PROBLEM TO SOLVE:
Rename "rough mask" to "coarse mask" throughout the stretch from the line containing "Produce, for every" through the line containing "box: [167, 258, 327, 358]", and give those lines back with nothing else changed.

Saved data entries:
■ ■ ■
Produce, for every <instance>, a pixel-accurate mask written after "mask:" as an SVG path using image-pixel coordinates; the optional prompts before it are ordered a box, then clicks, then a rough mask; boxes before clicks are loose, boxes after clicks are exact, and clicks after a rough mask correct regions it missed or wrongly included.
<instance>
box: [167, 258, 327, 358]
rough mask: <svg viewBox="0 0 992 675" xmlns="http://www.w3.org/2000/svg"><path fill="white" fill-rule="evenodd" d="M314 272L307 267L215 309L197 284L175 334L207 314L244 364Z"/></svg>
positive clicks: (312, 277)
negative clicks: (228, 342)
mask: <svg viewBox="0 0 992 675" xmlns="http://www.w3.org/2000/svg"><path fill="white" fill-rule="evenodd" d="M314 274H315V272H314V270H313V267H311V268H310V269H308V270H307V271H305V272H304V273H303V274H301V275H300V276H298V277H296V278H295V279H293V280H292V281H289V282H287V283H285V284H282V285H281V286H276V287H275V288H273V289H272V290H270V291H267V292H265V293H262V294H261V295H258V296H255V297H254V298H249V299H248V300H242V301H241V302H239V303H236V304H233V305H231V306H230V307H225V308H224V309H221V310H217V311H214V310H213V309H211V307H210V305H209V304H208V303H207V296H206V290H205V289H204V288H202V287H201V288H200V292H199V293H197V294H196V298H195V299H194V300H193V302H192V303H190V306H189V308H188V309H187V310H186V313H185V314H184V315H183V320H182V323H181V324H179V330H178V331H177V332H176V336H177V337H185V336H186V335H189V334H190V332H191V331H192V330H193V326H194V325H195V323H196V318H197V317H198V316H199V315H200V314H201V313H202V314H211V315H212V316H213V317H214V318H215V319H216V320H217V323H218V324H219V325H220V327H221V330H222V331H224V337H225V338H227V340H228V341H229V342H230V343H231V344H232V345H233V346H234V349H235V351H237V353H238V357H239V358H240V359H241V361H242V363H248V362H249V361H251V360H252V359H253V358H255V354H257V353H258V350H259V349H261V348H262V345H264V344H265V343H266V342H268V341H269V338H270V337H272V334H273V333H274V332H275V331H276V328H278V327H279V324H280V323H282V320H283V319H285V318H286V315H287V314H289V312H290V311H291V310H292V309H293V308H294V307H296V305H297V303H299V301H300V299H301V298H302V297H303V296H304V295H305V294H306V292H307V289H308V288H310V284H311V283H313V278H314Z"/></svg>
■ ■ ■
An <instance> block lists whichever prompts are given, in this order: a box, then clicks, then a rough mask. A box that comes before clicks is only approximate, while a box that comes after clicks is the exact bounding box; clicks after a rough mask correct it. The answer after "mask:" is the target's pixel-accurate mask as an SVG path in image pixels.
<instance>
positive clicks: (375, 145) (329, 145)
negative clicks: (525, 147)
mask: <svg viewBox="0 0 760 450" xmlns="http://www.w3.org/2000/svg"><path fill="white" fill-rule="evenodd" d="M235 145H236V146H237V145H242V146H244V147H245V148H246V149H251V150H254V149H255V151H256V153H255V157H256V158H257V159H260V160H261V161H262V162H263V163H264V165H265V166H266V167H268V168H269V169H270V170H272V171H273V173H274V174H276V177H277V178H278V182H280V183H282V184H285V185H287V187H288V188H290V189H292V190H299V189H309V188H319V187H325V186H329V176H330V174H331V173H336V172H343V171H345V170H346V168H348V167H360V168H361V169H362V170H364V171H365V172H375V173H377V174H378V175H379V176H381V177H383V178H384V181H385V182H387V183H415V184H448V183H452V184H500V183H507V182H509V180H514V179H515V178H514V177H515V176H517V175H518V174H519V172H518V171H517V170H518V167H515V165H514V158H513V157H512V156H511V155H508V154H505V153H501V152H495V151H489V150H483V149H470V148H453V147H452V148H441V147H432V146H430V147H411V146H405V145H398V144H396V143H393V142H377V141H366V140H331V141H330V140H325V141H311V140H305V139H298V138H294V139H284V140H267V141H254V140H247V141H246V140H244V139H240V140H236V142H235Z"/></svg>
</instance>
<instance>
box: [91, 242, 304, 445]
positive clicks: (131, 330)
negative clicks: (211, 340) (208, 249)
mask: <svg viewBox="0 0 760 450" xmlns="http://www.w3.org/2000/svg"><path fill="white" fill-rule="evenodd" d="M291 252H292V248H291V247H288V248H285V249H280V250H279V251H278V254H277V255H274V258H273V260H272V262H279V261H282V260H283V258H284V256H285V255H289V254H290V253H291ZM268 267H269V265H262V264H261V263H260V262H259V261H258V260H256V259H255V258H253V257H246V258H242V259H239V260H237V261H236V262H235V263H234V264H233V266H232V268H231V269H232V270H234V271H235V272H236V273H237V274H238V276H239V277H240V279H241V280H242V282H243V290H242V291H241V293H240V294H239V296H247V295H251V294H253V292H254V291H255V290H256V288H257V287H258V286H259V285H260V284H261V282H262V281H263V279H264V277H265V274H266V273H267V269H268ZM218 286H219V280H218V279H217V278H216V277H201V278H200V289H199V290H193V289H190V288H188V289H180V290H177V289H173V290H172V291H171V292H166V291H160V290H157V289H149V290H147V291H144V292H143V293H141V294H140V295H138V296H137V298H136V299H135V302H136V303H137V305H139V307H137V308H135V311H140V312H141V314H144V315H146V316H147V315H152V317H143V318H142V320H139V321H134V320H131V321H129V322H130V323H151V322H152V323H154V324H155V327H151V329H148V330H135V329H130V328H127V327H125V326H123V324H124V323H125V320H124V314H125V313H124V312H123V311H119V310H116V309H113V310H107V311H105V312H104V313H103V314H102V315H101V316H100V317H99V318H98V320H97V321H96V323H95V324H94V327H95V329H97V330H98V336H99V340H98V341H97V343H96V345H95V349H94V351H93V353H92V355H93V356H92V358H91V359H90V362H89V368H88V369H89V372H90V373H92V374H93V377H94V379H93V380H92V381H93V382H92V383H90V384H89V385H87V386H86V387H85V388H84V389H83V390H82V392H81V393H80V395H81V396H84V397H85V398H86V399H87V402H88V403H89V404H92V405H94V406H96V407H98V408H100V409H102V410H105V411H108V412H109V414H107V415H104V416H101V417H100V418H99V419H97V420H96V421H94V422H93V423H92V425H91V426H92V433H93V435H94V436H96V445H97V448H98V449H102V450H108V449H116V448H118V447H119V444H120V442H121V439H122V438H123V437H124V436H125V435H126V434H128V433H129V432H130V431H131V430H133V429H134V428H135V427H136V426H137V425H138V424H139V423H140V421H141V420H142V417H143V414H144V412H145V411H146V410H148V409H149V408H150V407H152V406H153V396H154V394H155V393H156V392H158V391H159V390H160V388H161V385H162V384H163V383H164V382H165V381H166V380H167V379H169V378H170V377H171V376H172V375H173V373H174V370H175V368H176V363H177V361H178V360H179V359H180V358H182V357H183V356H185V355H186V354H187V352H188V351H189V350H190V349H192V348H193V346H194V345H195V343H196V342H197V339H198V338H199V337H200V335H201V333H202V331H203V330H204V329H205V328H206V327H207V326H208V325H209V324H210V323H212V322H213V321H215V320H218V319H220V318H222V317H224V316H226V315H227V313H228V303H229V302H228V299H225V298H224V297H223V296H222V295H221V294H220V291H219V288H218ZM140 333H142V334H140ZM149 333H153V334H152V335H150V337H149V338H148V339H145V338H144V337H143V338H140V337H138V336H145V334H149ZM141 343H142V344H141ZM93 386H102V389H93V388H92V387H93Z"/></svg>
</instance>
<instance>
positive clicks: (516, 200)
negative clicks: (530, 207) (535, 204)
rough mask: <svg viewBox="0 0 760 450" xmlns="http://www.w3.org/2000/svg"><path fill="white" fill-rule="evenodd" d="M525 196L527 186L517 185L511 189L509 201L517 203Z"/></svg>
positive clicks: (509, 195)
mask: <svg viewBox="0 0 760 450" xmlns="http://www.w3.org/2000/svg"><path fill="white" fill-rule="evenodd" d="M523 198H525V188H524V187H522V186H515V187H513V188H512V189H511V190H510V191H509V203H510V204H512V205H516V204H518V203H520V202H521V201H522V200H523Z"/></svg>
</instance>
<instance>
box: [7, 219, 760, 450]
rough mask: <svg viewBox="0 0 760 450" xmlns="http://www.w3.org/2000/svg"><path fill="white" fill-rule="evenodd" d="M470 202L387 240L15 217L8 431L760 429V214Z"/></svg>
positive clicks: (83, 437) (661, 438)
■ ■ ■
ANSWER BELOW:
Produce, for every <instance>, a pixel-accurate mask written after "mask:" as an SVG path using image-pixel coordinates; the optional prompts before it are ordered a box, then clicks, then a coarse mask; boxes before clicks are loose, boxes after clicks are exact, and clicks after a coarse mask correct regions it missed or wrongly included.
<instance>
box: [167, 258, 327, 358]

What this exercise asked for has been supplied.